How many lines of the records below contain the string "white"? Reply with the number alone.

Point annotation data
_ _ _ _

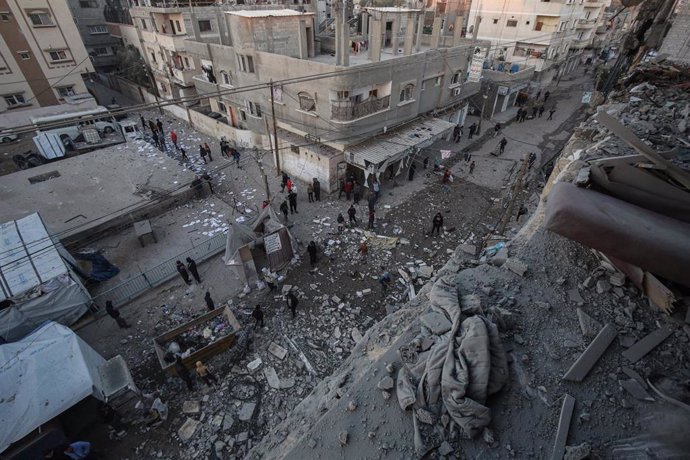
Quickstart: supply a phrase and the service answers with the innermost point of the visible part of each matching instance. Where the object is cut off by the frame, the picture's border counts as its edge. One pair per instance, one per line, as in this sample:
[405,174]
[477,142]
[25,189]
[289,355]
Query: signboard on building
[272,243]
[475,73]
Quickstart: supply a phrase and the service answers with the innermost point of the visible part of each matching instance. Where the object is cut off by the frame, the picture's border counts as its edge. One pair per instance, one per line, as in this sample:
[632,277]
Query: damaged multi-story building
[366,98]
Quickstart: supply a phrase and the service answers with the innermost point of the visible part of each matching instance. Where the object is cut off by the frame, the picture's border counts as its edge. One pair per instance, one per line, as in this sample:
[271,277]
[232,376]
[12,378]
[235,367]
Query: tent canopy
[29,372]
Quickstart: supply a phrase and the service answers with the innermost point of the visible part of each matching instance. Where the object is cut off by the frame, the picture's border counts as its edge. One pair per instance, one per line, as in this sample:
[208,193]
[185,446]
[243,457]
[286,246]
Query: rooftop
[267,13]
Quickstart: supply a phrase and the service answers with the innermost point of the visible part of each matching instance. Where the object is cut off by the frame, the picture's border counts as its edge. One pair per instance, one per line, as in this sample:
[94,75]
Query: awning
[384,150]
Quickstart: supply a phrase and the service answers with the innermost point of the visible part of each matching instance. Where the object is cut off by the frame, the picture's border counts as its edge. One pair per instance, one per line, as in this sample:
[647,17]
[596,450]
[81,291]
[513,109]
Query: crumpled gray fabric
[465,366]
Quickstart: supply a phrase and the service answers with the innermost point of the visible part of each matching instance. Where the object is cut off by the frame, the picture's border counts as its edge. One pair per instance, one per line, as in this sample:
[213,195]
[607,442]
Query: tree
[131,66]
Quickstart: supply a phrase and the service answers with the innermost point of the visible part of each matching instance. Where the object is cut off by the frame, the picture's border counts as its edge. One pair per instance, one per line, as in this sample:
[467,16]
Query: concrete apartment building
[370,117]
[549,36]
[42,57]
[101,46]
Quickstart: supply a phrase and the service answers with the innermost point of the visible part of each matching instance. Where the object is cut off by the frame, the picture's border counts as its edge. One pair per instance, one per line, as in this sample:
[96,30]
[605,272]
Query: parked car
[7,138]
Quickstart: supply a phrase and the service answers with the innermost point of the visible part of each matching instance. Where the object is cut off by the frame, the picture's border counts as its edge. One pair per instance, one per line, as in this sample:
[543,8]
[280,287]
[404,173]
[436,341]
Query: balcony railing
[346,110]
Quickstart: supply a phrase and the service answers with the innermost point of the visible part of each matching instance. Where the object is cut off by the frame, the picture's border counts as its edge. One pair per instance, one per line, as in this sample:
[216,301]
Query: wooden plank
[581,367]
[647,344]
[563,427]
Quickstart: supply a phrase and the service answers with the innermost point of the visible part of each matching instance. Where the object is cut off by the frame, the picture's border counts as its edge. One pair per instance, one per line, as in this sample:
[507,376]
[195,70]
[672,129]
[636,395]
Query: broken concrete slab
[516,266]
[647,344]
[277,351]
[188,429]
[633,387]
[191,407]
[563,427]
[436,322]
[356,335]
[588,325]
[272,377]
[581,367]
[246,411]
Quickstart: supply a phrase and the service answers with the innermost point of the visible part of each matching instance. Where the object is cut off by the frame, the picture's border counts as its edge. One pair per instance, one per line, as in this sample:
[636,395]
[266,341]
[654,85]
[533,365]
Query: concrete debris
[516,266]
[191,407]
[188,429]
[581,367]
[588,325]
[386,383]
[579,452]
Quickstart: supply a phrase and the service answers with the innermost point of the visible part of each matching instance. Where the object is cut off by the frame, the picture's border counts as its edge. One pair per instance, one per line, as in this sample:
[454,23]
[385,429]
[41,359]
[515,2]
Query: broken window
[306,102]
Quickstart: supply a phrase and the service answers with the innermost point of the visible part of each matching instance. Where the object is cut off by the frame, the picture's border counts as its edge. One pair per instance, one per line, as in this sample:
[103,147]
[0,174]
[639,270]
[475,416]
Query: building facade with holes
[101,46]
[42,57]
[549,36]
[342,102]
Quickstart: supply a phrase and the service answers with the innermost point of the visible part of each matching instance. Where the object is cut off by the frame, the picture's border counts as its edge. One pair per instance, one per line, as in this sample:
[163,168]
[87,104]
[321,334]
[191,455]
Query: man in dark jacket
[291,300]
[114,314]
[258,315]
[438,223]
[191,266]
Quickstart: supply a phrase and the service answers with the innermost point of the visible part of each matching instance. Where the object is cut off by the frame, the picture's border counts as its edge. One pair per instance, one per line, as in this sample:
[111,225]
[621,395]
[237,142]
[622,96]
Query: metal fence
[157,275]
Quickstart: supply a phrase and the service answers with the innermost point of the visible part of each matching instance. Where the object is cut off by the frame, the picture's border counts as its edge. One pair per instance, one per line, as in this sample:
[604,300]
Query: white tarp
[42,376]
[28,256]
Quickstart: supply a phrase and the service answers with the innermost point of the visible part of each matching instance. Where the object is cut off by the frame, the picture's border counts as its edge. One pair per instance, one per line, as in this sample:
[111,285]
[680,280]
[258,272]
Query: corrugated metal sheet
[398,143]
[28,256]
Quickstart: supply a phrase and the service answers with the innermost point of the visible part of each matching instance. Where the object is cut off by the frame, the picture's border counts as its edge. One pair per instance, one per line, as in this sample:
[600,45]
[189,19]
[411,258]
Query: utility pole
[275,135]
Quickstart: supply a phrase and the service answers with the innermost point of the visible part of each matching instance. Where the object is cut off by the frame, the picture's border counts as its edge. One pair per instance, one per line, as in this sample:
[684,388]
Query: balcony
[586,23]
[347,110]
[203,86]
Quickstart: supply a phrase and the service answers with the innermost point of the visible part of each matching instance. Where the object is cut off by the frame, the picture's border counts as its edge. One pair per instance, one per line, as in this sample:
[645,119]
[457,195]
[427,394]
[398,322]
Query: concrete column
[395,35]
[303,45]
[409,35]
[420,29]
[457,31]
[375,40]
[436,32]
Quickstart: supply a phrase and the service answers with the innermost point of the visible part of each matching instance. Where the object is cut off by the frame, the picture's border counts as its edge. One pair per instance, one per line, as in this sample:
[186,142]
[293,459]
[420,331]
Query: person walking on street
[114,314]
[502,146]
[284,209]
[173,138]
[258,316]
[183,272]
[283,182]
[183,373]
[357,193]
[311,249]
[317,189]
[410,173]
[385,281]
[352,213]
[208,151]
[363,251]
[203,372]
[191,266]
[209,302]
[291,301]
[292,197]
[348,189]
[437,223]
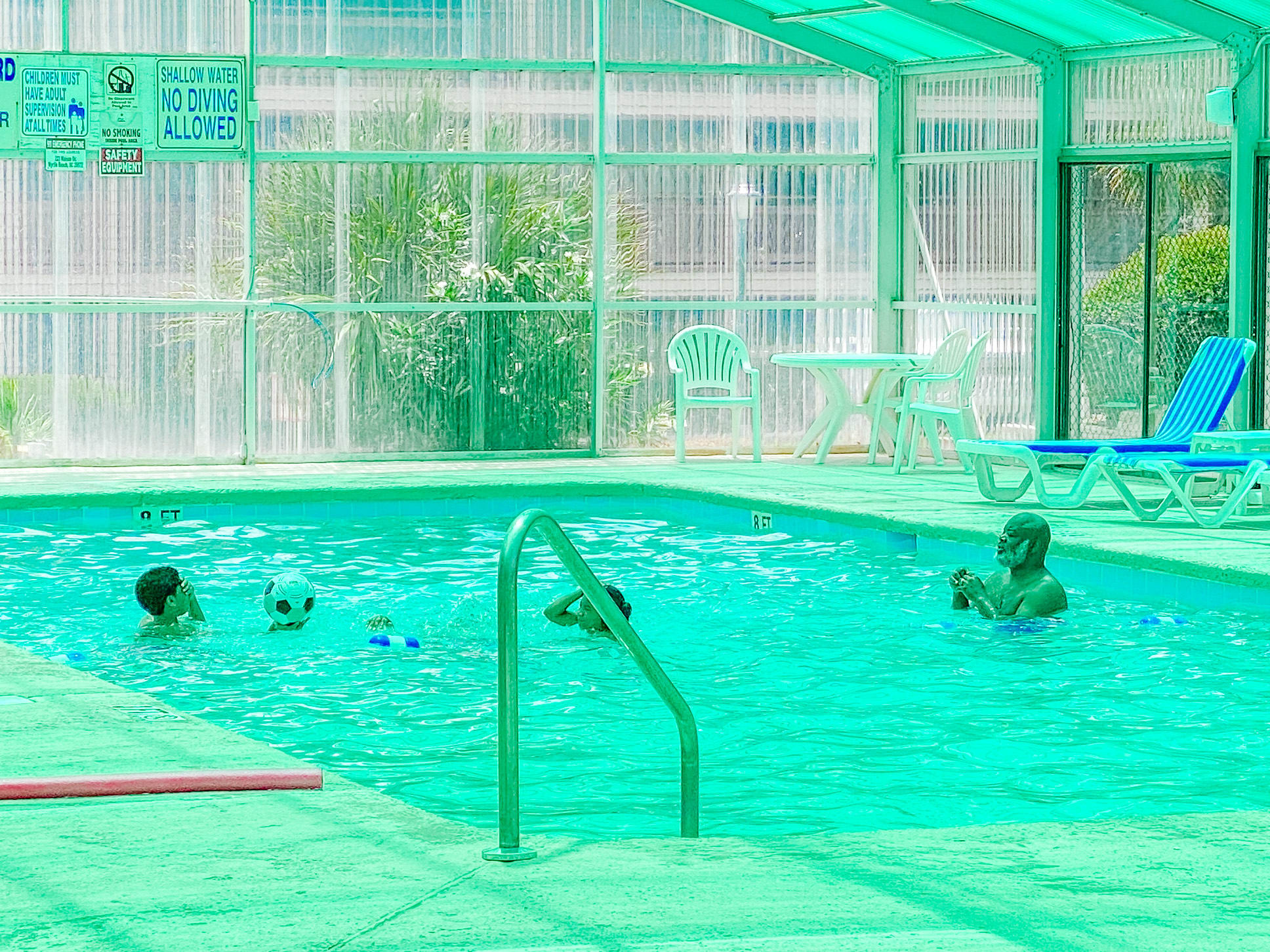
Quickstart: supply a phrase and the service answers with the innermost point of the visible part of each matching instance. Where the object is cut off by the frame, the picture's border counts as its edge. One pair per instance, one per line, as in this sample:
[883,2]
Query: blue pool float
[394,641]
[1164,620]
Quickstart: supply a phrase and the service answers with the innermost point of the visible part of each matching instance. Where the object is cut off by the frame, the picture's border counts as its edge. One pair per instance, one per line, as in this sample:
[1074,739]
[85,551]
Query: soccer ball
[289,598]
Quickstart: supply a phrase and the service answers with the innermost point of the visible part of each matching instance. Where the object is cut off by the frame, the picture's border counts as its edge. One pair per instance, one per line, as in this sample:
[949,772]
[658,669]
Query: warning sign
[64,154]
[54,102]
[122,161]
[121,85]
[122,129]
[199,103]
[8,102]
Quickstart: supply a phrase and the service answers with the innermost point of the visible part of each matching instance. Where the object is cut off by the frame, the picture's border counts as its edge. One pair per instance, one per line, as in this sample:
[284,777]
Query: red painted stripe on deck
[112,785]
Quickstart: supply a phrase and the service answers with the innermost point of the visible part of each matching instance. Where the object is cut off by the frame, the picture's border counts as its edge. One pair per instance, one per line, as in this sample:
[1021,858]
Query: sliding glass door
[1149,279]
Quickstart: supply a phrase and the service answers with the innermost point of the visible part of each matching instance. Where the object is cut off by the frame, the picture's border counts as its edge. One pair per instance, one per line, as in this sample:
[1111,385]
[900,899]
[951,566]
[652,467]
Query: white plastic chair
[708,357]
[947,358]
[952,404]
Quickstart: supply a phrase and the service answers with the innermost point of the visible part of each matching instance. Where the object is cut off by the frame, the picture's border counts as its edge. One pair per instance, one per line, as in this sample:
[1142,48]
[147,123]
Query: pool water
[833,687]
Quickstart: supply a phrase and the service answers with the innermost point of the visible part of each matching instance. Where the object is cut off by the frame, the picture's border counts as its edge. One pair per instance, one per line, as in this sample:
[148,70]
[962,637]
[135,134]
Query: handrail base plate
[508,854]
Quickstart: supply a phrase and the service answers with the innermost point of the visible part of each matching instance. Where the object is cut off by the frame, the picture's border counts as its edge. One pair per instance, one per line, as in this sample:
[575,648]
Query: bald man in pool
[1025,589]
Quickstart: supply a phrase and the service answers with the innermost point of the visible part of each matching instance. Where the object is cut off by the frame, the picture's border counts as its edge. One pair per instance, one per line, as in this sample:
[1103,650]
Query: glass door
[1149,279]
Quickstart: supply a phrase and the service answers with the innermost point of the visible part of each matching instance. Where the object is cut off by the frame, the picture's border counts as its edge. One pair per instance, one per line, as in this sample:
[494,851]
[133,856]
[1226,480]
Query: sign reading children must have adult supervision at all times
[54,102]
[199,103]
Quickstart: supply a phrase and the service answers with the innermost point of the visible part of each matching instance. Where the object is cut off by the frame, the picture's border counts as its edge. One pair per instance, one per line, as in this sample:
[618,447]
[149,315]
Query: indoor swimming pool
[833,687]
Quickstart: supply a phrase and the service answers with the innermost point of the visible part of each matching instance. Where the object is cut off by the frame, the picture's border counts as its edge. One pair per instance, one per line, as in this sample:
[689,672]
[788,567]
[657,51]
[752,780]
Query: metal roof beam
[860,7]
[1202,20]
[806,39]
[981,28]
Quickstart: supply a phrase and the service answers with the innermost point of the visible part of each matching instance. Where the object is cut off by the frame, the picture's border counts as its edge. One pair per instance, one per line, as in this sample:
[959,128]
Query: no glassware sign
[199,103]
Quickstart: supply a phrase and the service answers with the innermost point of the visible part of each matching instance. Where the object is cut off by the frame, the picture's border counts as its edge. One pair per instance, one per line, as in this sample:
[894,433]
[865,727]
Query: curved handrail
[508,702]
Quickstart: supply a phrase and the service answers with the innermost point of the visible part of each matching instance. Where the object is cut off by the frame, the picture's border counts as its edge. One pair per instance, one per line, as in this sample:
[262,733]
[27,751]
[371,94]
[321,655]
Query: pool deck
[350,869]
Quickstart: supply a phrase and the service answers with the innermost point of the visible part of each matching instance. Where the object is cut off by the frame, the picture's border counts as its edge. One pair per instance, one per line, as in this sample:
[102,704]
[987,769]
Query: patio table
[841,404]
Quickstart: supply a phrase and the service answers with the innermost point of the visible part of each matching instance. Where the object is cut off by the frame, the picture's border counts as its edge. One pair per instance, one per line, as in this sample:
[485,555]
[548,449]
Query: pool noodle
[112,785]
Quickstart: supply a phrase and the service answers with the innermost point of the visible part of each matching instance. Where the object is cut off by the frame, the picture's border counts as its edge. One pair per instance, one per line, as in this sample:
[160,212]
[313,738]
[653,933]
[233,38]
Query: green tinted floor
[348,869]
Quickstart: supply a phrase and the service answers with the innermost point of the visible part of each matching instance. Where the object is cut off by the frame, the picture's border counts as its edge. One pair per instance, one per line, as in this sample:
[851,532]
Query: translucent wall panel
[31,24]
[1004,395]
[159,26]
[1147,98]
[407,231]
[655,31]
[121,386]
[723,231]
[176,231]
[971,111]
[424,382]
[639,413]
[971,231]
[658,112]
[549,30]
[319,109]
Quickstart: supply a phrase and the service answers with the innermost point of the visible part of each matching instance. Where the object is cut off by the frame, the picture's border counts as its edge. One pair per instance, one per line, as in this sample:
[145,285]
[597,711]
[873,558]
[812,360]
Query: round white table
[841,405]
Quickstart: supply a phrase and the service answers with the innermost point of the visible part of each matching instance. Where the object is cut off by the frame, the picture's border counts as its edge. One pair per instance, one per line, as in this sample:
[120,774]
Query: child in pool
[586,617]
[167,597]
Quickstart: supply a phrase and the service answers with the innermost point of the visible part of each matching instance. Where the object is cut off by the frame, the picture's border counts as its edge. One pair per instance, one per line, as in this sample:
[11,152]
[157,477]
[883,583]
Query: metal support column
[598,212]
[1050,358]
[888,234]
[1246,218]
[342,382]
[251,420]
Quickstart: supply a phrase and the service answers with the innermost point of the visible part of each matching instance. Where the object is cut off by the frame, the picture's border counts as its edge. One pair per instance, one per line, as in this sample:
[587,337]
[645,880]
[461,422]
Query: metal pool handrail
[508,716]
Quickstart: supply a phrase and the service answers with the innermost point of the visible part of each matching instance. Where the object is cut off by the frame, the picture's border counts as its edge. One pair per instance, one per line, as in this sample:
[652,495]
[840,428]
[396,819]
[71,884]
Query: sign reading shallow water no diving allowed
[199,103]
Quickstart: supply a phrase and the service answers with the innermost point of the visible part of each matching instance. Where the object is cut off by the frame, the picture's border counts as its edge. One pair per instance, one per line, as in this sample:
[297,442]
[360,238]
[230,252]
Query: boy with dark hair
[586,617]
[167,597]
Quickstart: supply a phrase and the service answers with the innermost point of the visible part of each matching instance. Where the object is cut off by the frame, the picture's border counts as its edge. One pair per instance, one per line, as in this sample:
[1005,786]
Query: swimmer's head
[1024,541]
[287,599]
[590,620]
[159,591]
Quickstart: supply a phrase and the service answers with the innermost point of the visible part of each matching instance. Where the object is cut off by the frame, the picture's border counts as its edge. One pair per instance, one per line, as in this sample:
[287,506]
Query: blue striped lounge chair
[1198,407]
[1176,471]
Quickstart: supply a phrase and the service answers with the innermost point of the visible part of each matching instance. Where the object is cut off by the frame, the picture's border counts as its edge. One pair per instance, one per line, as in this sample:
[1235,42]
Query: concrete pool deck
[350,869]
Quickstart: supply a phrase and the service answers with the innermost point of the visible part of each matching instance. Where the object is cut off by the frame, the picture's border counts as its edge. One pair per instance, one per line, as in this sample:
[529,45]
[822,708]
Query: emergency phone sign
[199,103]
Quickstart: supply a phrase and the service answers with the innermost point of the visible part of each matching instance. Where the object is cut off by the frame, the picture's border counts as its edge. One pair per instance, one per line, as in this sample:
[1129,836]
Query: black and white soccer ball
[289,598]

_ _ _ _

• Exercise solution:
4